● **Passage to read**
# # # # #

In the wild, Dragons will get their water from dew, rainfall and from vegetation and prey. To keep them hydrated provide a small shallow dish of water and change every day, or use a dripping system.
However, I find that giving them a shallow bath every week or two provides them with enough hydration, removes any dirt, helps with shedding and for a desert dwelling animal it would seem that they know how to swim and enjoy doing laps of my bath tub so it works as enrichment too.
You can tell whether your Bearded Dragon is getting enough water by the urate in their excrement – that’s the small white part of it. When it is fresh, if it’s not white then they are dehydrated and if there is no urate then there is a problem.
How often to feed
It depends on the age, size and condition of the Pogona. For new born and young it should be around twice a day with a mixture of greens, insects and worms – but in small portions. As they get older they can eat larger amounts but less frequently – I still feed daily for the interaction, for instance the adults will eat around 6-8 large locusts daily and some vegetation – some days they don’t eat as much and the female that I have won’t stop eating when she has eggs, there seems to be no end to the amount she wants to eat. Typically though vegetation is offered every other day for adults. Juveniles seem to much keener to eat leaves and vegetables than the adults – except the pregnant female who just eats anything.
If you look at the width of the Beardies tail it will give you an idea of the fat reserves it has – some can go for weeks without eating, also it will show you if you’re overfeeding or not.
You should also feed them at least couple of hours before the lights go out as they will need time to metabolise their meal properly by sitting under the UVB and basking in the heat.
Tips for Bearded Dragon feeding
For new dragons, to get them used to you, try hand feeding – a locust will normally sit on your hand and await it’s impending demise and the Dragons normally are very gentle feeders.

# # # # #

● **Dataset content**
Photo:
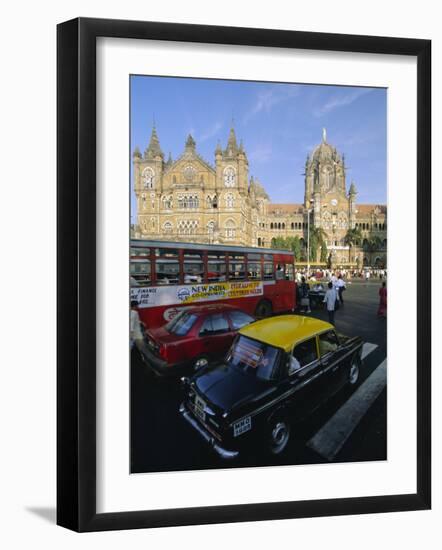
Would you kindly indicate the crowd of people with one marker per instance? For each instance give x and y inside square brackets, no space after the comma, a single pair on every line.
[346,274]
[333,284]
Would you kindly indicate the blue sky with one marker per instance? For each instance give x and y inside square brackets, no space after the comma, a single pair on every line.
[278,123]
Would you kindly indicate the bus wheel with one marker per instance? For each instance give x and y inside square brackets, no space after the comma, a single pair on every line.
[355,367]
[200,362]
[263,309]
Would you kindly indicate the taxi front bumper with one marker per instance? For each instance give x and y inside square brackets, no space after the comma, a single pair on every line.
[226,454]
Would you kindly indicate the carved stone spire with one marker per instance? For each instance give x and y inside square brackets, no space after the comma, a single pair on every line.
[232,146]
[153,149]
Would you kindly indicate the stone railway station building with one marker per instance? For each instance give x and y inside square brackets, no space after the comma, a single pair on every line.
[190,200]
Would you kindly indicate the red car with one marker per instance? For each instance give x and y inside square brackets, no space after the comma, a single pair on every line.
[195,337]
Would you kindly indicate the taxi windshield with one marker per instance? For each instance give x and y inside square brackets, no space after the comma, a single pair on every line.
[181,323]
[253,357]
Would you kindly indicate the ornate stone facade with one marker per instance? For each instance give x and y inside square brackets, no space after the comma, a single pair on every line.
[191,200]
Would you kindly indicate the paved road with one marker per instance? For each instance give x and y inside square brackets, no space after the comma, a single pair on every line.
[162,441]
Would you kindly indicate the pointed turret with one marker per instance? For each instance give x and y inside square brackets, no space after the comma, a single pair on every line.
[153,149]
[232,146]
[190,143]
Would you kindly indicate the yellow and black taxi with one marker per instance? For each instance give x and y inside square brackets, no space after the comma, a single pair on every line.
[277,372]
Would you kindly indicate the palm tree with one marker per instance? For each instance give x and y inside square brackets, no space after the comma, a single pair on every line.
[352,237]
[317,238]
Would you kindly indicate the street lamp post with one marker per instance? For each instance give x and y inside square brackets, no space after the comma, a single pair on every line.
[308,237]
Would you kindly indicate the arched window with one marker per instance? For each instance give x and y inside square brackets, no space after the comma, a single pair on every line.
[229,200]
[187,227]
[148,177]
[342,221]
[211,227]
[167,202]
[167,227]
[230,227]
[326,220]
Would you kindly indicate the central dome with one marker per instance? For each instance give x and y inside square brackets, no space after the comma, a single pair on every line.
[325,151]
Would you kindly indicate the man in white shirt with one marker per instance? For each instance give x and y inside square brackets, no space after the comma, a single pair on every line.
[330,299]
[340,287]
[136,335]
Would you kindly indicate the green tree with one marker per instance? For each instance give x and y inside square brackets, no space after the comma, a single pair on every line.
[352,237]
[296,247]
[317,238]
[374,245]
[324,252]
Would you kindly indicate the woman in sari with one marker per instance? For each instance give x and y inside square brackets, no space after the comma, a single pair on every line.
[382,309]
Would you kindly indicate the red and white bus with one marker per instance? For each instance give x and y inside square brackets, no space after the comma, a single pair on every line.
[167,276]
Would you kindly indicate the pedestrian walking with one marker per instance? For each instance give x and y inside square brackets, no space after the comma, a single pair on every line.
[330,300]
[136,334]
[367,276]
[340,286]
[382,309]
[304,291]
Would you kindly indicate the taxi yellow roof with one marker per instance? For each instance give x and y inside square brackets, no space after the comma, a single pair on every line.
[285,331]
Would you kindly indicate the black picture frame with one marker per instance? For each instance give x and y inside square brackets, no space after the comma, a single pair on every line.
[76,272]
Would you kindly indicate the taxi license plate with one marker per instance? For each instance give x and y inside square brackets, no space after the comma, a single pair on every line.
[200,405]
[242,426]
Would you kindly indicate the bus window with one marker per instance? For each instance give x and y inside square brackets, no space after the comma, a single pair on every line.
[166,253]
[140,273]
[280,272]
[136,251]
[168,271]
[237,267]
[289,272]
[216,266]
[254,266]
[193,268]
[268,271]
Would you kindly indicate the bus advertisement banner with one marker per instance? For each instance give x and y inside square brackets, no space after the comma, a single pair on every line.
[191,294]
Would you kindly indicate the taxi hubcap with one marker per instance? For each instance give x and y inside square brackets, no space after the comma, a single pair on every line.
[201,363]
[354,373]
[280,434]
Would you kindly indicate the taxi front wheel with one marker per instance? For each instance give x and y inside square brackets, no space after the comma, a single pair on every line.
[355,369]
[278,435]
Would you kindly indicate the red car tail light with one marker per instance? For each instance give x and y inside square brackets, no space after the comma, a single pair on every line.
[163,351]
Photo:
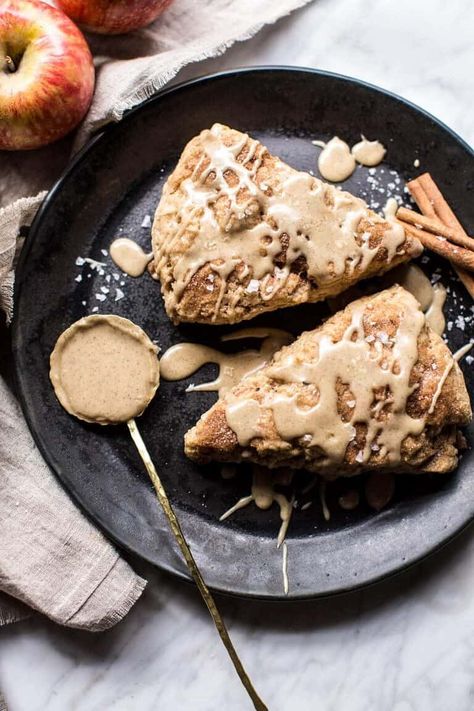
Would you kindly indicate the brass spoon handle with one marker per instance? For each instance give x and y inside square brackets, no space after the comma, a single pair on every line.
[192,566]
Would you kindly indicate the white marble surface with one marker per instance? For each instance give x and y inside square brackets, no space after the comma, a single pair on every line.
[404,645]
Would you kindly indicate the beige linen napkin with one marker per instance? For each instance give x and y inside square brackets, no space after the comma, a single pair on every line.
[51,557]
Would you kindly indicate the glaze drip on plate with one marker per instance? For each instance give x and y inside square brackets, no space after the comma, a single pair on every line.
[184,359]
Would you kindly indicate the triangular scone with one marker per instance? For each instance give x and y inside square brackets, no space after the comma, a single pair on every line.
[372,388]
[238,232]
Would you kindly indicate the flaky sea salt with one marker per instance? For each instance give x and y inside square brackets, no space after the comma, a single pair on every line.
[253,286]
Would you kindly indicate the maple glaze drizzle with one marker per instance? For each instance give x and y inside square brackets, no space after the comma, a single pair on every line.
[234,222]
[129,256]
[356,360]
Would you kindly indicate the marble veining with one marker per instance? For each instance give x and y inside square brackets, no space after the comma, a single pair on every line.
[404,645]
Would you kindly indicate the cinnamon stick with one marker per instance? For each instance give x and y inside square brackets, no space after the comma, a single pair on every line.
[458,255]
[421,189]
[433,225]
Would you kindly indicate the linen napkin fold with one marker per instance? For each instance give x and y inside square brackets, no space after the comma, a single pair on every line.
[51,558]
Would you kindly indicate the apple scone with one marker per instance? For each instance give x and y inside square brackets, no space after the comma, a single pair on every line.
[372,388]
[238,232]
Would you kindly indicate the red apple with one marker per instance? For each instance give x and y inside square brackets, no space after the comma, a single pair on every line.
[46,74]
[112,17]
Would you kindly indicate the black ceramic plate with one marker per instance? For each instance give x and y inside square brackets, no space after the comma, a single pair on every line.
[108,190]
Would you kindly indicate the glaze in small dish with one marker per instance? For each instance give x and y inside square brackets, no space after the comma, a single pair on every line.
[111,190]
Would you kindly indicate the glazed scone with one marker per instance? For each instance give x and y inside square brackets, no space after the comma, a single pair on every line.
[238,232]
[372,388]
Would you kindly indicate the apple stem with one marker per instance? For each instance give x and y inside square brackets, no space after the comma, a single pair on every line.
[10,64]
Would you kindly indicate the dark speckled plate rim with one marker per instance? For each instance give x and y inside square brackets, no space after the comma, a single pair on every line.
[80,156]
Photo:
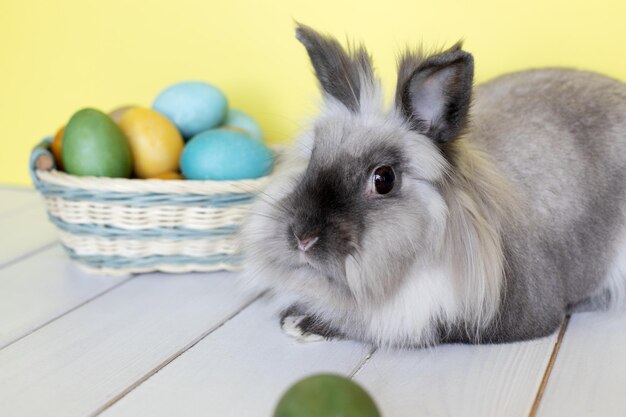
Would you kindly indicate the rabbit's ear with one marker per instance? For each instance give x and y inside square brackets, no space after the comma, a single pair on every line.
[342,75]
[434,92]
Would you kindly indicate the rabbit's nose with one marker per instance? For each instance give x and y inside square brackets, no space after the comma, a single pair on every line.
[305,243]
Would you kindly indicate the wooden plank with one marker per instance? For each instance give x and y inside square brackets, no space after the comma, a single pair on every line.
[42,287]
[77,363]
[240,370]
[458,380]
[589,375]
[12,199]
[24,231]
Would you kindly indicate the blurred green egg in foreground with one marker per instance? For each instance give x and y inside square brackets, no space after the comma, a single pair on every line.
[326,395]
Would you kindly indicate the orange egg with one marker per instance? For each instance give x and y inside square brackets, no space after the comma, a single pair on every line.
[155,142]
[57,144]
[168,176]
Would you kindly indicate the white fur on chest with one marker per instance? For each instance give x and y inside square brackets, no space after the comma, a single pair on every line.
[412,315]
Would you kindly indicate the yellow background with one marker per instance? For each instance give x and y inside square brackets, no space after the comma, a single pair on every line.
[59,56]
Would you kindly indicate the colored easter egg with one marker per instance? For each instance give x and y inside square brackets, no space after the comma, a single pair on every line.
[192,106]
[326,395]
[155,142]
[116,114]
[238,119]
[168,176]
[221,154]
[93,145]
[56,148]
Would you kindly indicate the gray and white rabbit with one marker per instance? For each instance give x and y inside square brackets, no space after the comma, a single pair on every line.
[458,215]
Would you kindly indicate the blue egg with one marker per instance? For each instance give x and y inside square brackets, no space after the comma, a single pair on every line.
[237,118]
[192,106]
[221,154]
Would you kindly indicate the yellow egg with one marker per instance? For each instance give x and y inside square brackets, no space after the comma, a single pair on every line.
[117,113]
[168,176]
[155,142]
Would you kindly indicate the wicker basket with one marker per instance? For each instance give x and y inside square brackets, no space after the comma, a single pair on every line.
[119,226]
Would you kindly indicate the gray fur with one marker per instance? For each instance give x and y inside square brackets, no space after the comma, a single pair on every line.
[504,216]
[339,72]
[422,76]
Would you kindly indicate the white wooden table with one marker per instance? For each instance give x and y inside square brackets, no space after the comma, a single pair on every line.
[73,344]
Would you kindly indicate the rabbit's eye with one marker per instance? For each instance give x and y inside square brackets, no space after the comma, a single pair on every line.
[384,177]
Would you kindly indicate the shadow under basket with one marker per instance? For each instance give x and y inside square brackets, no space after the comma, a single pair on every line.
[118,226]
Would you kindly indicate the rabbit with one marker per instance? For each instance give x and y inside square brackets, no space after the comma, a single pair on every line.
[456,215]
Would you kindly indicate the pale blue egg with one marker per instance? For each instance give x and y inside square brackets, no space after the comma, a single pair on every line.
[193,106]
[221,154]
[245,122]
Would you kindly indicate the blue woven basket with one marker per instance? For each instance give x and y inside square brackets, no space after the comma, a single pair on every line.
[125,226]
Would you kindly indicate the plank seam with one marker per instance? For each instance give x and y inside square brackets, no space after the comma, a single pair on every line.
[173,357]
[65,313]
[548,370]
[28,254]
[362,363]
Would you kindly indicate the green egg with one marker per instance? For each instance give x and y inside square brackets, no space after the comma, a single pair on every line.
[326,395]
[93,145]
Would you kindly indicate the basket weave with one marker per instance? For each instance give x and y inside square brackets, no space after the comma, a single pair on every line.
[119,226]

# # # # #

● **Problem requirements**
Continue the bearded dragon care text from its last sentence, about hand feeding new dragons.

● **Written response**
To encourage exercise and enrichment of their captivity, I also let them roam the living room and chase after insects – Beardies can be astonishingly fast when they want to be. I also try to encourage some climbing and jumping as well when they are being fed – basically putting the locusts at different heights etc… Also be careful that if you do feed them outside the vivarium/ terrarium, then there is nothing else around for them to try and eat, things such as long hair, crumbs, dirt etc…
Also you’ll find from this that your lizards then begin to more actively stalk their prey and nine times out of ten, they will always find out where you keep the insects and will spot the one cricket that got away – the Bearded Dragons eyesight is phenomenal
If you feed in the enclosure they will always eat part of the substrate as they lunge for the food, but it’s never normally an issue unless you’re using Calci-sand. To minimise risk of impaction from eating too much of the substrate ensure there are plenty of branches, stones, plants and pieces of bark for the insects to hide and sit on, rather than just sit on the vivarium floor.
After feeding, never leave leftover live food in the tank with them as it will stress them out, also for juveniles the insects can bite and cause infection, nipped tails etc…
If your lizard has an adequate UVB bulb and you vary it’s diet and gut load the live food, you won’t need to supplement their diet too much with additional calcium and vitamins.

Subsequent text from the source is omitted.